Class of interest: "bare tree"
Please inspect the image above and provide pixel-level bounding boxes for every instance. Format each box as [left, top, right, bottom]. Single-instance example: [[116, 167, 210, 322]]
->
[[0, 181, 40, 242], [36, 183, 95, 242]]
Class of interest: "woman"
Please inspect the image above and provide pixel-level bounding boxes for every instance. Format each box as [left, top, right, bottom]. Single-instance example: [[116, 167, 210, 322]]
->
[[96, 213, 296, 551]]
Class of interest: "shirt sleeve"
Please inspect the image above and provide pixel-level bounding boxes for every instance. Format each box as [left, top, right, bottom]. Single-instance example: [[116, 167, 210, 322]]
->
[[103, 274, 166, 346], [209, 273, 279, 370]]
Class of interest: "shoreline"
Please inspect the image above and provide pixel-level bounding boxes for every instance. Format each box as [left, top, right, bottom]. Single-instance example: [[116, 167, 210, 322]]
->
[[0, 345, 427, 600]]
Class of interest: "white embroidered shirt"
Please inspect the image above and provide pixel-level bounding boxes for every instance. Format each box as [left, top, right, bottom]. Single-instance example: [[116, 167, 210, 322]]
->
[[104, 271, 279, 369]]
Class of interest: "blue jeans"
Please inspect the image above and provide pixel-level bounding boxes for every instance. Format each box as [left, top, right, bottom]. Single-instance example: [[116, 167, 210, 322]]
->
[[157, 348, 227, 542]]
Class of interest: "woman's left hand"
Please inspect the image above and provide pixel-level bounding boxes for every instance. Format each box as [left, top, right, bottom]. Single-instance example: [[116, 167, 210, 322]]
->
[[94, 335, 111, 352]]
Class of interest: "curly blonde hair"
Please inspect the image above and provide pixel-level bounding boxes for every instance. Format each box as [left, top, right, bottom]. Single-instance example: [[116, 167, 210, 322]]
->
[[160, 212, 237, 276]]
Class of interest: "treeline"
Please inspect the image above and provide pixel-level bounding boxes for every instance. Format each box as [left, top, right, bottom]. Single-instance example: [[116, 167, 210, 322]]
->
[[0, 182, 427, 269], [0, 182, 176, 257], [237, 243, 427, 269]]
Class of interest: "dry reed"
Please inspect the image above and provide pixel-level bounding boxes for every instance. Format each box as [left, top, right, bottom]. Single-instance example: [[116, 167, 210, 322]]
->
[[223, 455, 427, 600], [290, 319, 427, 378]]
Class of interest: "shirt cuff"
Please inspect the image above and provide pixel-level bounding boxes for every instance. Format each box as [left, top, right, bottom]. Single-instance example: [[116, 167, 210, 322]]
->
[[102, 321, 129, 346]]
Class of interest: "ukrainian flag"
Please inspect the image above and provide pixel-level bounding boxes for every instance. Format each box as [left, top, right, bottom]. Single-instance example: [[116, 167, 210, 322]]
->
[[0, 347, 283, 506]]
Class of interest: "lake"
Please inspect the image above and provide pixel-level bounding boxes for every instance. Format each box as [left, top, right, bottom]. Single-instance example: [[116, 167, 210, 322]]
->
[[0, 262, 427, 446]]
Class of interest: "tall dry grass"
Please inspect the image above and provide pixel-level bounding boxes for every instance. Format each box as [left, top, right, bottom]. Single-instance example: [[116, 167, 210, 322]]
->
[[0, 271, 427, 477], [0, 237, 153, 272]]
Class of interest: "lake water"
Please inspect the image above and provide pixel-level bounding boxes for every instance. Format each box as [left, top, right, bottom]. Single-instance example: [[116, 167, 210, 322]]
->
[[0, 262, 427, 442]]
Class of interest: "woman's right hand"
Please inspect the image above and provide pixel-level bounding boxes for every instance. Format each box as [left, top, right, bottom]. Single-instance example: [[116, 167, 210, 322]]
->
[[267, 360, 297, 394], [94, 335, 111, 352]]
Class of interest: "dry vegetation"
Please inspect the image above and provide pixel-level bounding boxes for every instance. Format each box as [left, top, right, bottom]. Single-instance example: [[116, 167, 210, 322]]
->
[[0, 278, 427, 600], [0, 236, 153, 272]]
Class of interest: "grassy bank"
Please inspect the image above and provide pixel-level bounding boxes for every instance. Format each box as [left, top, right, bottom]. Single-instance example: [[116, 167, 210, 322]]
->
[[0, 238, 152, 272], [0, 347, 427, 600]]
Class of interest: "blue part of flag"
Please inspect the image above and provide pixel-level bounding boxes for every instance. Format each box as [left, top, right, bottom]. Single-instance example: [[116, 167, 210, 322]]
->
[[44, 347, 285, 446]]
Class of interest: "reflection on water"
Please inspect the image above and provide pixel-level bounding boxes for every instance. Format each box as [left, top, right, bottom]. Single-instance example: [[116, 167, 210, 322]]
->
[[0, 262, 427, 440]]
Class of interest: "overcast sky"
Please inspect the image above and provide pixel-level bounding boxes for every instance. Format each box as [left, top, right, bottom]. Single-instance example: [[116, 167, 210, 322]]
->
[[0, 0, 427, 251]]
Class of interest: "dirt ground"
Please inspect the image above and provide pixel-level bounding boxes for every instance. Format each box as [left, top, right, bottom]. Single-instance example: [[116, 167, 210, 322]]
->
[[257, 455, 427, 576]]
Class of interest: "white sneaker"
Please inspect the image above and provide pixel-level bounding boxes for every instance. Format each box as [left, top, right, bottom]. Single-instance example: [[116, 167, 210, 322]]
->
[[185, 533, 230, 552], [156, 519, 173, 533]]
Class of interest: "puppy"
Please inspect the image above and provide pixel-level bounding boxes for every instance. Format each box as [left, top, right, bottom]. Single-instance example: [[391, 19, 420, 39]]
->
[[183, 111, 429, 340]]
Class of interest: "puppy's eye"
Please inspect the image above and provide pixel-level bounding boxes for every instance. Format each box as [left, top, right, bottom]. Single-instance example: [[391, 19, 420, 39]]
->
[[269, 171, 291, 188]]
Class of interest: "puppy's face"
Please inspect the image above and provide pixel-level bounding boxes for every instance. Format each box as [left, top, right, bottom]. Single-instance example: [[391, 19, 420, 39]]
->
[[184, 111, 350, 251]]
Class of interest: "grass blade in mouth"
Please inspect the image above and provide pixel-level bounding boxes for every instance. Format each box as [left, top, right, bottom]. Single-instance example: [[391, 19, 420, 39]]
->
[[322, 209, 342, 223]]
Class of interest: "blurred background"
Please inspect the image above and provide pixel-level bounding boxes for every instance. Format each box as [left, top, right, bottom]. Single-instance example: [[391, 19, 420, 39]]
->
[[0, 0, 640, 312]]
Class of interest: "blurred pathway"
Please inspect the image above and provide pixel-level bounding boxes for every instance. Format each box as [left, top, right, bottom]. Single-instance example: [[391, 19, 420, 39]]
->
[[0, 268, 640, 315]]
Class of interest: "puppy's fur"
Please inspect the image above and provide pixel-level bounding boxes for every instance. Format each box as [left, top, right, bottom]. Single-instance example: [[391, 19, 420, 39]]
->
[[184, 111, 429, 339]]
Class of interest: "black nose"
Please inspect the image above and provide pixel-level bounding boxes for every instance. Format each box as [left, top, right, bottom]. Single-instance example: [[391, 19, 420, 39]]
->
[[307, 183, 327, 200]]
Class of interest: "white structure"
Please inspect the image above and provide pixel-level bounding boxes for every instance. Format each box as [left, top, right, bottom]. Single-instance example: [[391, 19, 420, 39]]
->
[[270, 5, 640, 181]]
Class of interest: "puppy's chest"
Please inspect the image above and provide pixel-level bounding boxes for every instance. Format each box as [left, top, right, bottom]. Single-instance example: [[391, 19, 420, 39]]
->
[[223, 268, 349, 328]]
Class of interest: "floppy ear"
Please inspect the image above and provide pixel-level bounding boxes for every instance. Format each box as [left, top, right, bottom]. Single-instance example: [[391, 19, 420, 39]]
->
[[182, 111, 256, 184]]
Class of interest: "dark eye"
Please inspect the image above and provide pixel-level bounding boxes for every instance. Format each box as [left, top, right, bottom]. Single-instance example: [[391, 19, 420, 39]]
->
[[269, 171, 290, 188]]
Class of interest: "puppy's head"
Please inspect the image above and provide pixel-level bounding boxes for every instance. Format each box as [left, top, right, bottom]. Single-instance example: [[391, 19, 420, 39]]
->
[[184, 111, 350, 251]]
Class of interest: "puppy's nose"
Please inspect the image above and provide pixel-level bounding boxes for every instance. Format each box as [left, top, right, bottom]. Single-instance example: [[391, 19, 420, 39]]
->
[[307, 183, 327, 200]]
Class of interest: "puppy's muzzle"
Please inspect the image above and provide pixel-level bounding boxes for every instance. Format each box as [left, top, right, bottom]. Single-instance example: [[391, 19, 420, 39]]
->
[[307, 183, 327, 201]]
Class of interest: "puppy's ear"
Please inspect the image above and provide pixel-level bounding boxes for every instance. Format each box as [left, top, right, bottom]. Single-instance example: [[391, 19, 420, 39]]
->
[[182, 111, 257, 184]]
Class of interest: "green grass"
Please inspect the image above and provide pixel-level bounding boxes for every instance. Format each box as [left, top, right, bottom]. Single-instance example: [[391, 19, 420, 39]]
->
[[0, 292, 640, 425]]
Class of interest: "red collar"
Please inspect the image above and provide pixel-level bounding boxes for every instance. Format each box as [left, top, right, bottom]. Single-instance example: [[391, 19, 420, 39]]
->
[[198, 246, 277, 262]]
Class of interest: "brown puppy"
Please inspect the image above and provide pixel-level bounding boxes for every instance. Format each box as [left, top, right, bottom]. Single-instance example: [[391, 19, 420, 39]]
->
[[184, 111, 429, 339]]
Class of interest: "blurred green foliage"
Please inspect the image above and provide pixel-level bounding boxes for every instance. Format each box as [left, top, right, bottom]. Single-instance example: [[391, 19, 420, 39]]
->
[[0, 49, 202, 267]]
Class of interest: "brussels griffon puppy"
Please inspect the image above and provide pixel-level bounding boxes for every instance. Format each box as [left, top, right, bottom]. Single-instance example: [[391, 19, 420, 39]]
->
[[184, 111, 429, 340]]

= = =

_INSTRUCTION_
Count the lines in the listing above that contain the string "lake", treating uppercase and lowercase as different. Give only the number.

_COMPLETE OUTPUT_
2